What needs to be done:
Each record below must be reproduced exactly as it reads, with its images omitted.

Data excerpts
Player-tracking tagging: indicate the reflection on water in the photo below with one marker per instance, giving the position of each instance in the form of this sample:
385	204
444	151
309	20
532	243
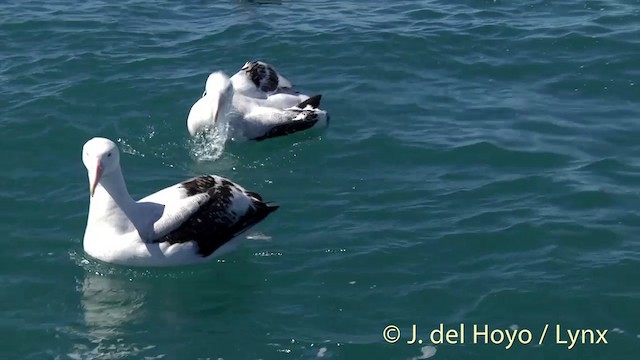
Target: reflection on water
107	305
110	305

Expected answer:
Player-tracking tagging: indicate the reflection on water in the photo below with one marker per instance, giving the position of each instance in the form of this sample:
385	204
444	151
309	20
532	243
Target: reflection on water
107	305
110	305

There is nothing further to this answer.